Reproduce every row below verbatim, omitting the pictures.

-------------------------

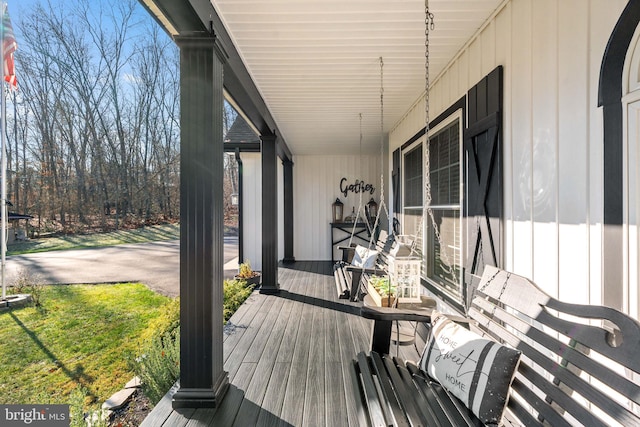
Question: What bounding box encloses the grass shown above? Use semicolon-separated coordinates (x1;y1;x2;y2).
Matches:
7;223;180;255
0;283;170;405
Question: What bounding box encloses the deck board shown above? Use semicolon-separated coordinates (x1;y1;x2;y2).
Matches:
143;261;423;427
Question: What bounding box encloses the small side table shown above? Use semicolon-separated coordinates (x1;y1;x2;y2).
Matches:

-------------------------

# Written answer:
Question: What bounding box encloses the grass shown above? Use semicolon-separated coordinates (x1;y1;x2;y2).
Matches:
7;223;180;255
0;283;170;405
Question: What bounding box encloses the deck board shown above? Use semicolon-separated coordinates (x1;y1;x2;y2).
Matches:
143;261;423;427
Question: What bounding box encloses the small side table shown above? Use semicolon-separated coordinates (x1;y1;x2;y2).
Matches:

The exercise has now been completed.